Trecho para leitura:
______________________________

Nove entre dez críticos ao abordarem uma obra de Antonio Prata iniciam a análise a partir de sua árvore genealógica. Se o talento é um gene passível de ser transmitido de pai para filho, é difícil não mencionar o pai Mario Prata – um dos cronistas que se adequam ao epíteto de um dos mais talentosos do país – ao iniciar uma conversa sobre Antônio. Embora seja uma raridade a filiação na literatura, há bons exemplos consagrados como Alexandre Dumas e Alexandre Dumas Filho, Stephen King e Owen King, e outras duplas que comprovam a teoria da evolução pelo meio da narrativa.
Vencedor do prêmio Jabuti em 2010 na categoria Crônica, Meio Intelectual, Meio de Esquerda, lançado pela Editora 34 é uma reunião de crônicas que, como toda boa crônica, dilui qualquer definição de gênero. Sempre considerada como um gênero menor, uma afirmação vinda até mesmo de estudiosos da literatura, a crônica sempre foi uma espécie de patinho feio literário. Devido a seu formato breve, a necessidade de uma contextualização de fatos presentes na mídia, e outras definições de manuais, definiu-se que ela é uma narrativa datada e, portanto, menor.
Porém, uma constatação rápida em grandes cronistas do país como Machado de Assis, Carlos Drummond de Andrade, Rubem Braga, Nelson Rodrigues e Mario Prata, demonstram que a afirmativa é uma definição simplista. Embora os autores dialoguem em maior ou menor grau com um fato observado, o estilo e a visão única de cada autor é que o marca a solidez do texto, mesmo fora de seu tempo.
Nas quase 80 crônicas que compõe o livro de Prata, essas anteriormente lançadas em jornais e revistas, não são os fatos cotidianos e midiáticos o enfoque do autor, como uma crítica fundamentada sobre o mundo. Mas os fatos miúdos da vida, as reflexões que surgem ao acaso em uma tarde ensolarada, o caminho repetido que fazemos durante anos no carro sem nunca se questionar o porquê e outras análises que mostram a complexidade natural de cada um de nós.

______________________________

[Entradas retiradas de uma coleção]
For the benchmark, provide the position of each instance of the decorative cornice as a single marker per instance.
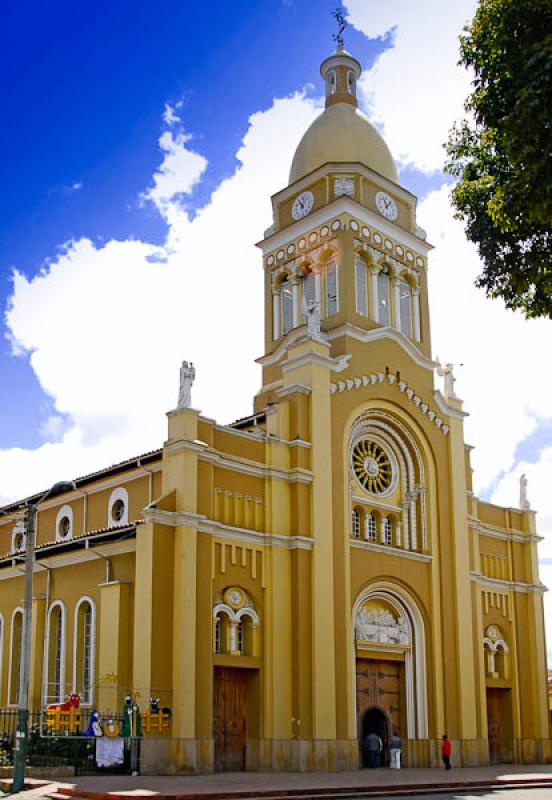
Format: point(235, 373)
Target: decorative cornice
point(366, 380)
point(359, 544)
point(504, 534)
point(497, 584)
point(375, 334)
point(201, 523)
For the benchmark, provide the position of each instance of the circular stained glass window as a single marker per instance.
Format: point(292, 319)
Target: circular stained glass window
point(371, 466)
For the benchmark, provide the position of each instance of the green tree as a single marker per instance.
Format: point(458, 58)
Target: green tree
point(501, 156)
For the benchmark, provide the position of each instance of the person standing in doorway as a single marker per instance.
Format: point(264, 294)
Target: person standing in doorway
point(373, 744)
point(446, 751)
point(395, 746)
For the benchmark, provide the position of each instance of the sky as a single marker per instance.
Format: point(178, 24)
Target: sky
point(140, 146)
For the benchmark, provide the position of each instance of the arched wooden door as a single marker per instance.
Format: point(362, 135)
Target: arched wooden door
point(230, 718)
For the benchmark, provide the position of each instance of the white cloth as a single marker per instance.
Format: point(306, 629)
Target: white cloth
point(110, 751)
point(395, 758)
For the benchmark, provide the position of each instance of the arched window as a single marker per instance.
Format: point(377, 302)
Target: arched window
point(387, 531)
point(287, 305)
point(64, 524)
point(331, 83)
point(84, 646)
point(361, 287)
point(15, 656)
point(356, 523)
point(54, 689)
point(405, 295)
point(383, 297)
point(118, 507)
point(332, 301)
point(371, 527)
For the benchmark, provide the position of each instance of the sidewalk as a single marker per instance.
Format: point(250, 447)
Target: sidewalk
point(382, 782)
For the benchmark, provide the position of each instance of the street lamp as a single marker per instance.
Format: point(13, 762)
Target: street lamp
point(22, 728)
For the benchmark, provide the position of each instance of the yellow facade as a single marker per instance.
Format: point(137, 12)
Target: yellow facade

______________________________

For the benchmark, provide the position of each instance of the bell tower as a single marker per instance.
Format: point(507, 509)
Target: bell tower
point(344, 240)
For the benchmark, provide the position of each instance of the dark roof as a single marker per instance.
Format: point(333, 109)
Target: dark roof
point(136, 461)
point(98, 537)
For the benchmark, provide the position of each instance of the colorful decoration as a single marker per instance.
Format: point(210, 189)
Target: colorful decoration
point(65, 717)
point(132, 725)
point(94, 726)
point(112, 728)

______________________________

O que fazer: De acordo com o trecho sobre o livro de Antonio Prata, em que ano e em qual categoria a obra venceu o prêmio Jabuti?

Resposta: A obra venceu o prêmio Jabuti em 2010, na categoria Crônica.